> Consigne: D'après le texte fourni, quel nouveau nom porte désormais la prime exceptionnelle de pouvoir d'achat (PEPA) ?

> Texte fourni:
S’agissant des modalités d’indemnisation liées au dispositif, le décret du 30 août 2022[3] laisse inchangé le taux des indemnités versées aux salariés vulnérables, soit 70% du salaire brut antérieur. Au contraire, le taux de l’allocation remboursée à l’employeur passe de 70 % à 60 % du salaire brut antérieur, ce qui entraine un reste à charge de 15% pour les employeurs. In fine, un projet de décret présenté aux partenaires sociaux le 1er septembre[4] reconduit les critères d’identification des salariés vulnérables, tels que prévus dans le décret du 8 septembre 2021[5].

 

  • Pouvoir d’achat

Deux lois adoptées le 16 août 2022 sont dédiées à la protection du pouvoir d’achat des Français : la loi sur le pouvoir d’achat[6] et la loi de finances rectificative pour 2022. Plusieurs mesures y figurent, notamment :

- Prime PEPA : la loi sur le pouvoir d’achat pérennise et adapte, à partir du 1er juillet, la prime exceptionnelle de pouvoir d’achat (PEPA ou « prime Macron »). Cette prime, introduite par la loi du 24 décembre 2018[7], est désormais renommée prime de partage de la valeur (PPV). Tout comme l’ancienne PEPA, la PPV permet aux employeurs volontaires de verser à leurs salariés et intérimaires une prime défiscalisée et exonérée de cotisations sociales, afin de renforcer leur pouvoir d’achat.

Par rapport à la dernière mouture de la PEPA, le montant que pourra toucher un salarié par an se voit tripler : soit 3 000 euros maximum ou 6 000 euros s’il existe un accord d’intéressement dans l’entreprise et/ou un accord de participation dans les entreprises de moins de 50 salariés.

> Extraits des items:
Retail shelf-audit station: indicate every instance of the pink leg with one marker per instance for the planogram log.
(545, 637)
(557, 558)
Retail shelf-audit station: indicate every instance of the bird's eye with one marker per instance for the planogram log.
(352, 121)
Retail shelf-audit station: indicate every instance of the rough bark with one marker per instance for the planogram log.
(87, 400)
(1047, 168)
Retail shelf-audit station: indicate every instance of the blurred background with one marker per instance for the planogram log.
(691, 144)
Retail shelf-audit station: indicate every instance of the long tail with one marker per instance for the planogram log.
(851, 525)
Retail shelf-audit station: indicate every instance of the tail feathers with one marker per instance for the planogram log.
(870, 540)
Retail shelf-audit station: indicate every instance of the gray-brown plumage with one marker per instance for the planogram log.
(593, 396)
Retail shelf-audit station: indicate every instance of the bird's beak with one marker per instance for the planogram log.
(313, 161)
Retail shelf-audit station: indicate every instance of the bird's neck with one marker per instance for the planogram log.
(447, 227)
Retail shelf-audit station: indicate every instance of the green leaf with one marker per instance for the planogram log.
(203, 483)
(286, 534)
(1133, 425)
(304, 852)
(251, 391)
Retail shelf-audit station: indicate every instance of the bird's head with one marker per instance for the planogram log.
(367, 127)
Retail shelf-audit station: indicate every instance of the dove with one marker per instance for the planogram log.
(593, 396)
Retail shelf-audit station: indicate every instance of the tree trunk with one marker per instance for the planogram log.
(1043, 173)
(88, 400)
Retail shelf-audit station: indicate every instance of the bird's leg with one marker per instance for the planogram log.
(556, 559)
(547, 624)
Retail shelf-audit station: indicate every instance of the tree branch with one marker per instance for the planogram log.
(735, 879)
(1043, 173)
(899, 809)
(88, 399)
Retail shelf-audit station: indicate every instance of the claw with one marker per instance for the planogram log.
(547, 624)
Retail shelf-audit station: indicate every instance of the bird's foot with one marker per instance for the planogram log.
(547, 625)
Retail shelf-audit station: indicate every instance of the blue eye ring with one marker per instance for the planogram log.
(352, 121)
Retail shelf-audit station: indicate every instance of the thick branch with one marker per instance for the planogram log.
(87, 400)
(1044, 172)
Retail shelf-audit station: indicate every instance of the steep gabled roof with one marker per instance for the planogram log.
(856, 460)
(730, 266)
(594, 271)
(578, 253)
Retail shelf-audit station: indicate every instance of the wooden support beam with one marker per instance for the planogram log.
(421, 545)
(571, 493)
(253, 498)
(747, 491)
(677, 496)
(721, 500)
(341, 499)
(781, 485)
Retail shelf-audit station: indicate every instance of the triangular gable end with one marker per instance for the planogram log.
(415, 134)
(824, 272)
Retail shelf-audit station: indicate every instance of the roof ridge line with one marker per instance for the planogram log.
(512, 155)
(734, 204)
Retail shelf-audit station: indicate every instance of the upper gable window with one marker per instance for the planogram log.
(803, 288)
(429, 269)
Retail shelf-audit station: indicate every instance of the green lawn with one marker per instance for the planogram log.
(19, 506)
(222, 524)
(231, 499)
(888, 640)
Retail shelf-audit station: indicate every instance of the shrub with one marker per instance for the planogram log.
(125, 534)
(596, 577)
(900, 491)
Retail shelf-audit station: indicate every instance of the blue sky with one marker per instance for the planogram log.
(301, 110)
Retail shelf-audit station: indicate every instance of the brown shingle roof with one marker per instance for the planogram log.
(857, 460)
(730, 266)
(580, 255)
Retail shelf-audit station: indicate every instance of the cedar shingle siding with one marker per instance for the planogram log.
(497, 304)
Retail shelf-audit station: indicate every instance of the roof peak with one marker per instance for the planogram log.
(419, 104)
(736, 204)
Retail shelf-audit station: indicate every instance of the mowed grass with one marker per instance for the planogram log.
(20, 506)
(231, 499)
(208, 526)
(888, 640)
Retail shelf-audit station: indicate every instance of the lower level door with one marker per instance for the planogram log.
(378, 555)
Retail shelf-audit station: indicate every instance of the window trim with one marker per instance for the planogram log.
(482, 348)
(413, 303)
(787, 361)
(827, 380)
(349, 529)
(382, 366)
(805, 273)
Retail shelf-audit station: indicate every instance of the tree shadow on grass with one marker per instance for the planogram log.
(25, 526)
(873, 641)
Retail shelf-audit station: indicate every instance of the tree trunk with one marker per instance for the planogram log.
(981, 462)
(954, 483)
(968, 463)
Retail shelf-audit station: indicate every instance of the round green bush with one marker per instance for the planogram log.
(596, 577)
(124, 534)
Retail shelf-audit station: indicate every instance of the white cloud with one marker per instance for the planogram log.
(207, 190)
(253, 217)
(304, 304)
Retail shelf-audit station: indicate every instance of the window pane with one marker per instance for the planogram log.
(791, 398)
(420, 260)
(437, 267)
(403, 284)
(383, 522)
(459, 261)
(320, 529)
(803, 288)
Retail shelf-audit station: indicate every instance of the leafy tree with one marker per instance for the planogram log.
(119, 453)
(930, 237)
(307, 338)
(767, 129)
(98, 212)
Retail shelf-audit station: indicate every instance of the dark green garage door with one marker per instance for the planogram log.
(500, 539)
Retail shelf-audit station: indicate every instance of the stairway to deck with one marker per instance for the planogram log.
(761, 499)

> Corrigé: Elle est renommée prime de partage de la valeur (PPV).